■ What this exercise asks ■
**a)** Rewrite the passage about diatoms and comets starting with "Yes. That's the" and going on through "a long time.", putting "upper atmosphere" wherever "stratosphere" appears.
**b)** According to the passage about diatoms and comets, what kind of organism is a diatom?

■ Source passage ■

Diatoms From Outerspace? How Not to Find Life on Comets

By now most of you will have seen the breathless reports that claim alien life has been found in cometary debris collected by a high altitude balloon during the Perseid meteor shower. The facts however are far more mundane.

A fragment of diatom caught in the upper atmosphere by the sampling ballooon. Image Credit University of Sheffield.

You can see the actual research the news paper reports are based on  here. The summary in the conclusion of the paper is a bit less triumphal than the news reports
"To conclude we note that the results presented here provide unequivocal evidence that a diatom fragment has been found in the lower stratosphere."
Yes. That's the whole paper basically. "We found a diatom fragment, it's unlikely that diatom fragments can last that long in the high atmosphere, therefore it came from outer space"

Despite all the images of weird looking blobs in the newspapers they have one, count it, one, fragment of a diatom (a kind of algae with hard shells, they found a bit of the shell). No alien DNA, no other evidence except this one fragment (most of the pictures in the press reports aren't even of the actual diatom fragment, but random dust particles). The authors even admit it looks like a terrestrial diatom fragment.

The authors entire argument rests on it being unlikely that chunks of diatom can last in the stratosphere for a long time.

Cometary dust, almost certain to not contain diatoms.

Except it is not that unlikely. We know that diatoms are ubiquitous in atmospheric dusts, indeed the worlds largest source of atmospheric dust is diatomaceous earth, let alone marine and other surface water droplets. Contamination of forensic and other materials with extraneous diatoms is a perennial problem. So extreme caution is need when interpreting these sorts of results.

Diatomaceous dusts can travel long distances, from the Sahara to Great Britain, and diatom containing droplets can travel far and be wafted high up.

■ Material shown ■
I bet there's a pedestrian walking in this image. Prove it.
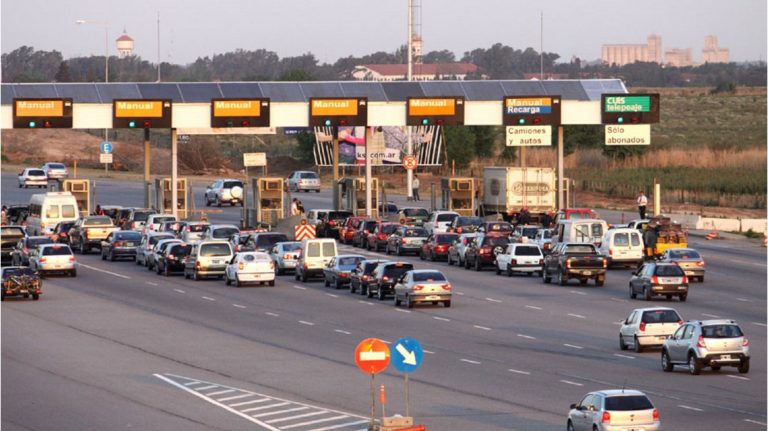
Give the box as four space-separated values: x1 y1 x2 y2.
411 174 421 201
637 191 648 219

* * *

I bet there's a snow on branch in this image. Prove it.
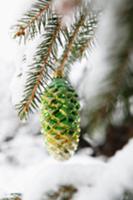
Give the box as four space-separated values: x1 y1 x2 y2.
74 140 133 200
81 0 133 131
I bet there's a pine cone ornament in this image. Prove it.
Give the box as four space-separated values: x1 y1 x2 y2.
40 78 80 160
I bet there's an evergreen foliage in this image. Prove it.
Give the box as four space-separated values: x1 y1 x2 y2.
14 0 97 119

■ Exercise results ■
**a)**
Yes. That's the whole paper basically. "We found a diatom fragment, it's unlikely that diatom fragments can last that long in the high atmosphere, therefore it came from outer space"

Despite all the images of weird looking blobs in the newspapers they have one, count it, one, fragment of a diatom (a kind of algae with hard shells, they found a bit of the shell). No alien DNA, no other evidence except this one fragment (most of the pictures in the press reports aren't even of the actual diatom fragment, but random dust particles). The authors even admit it looks like a terrestrial diatom fragment.

The authors entire argument rests on it being unlikely that chunks of diatom can last in the upper atmosphere for a long time.

**b)** A diatom is a kind of algae with a hard shell.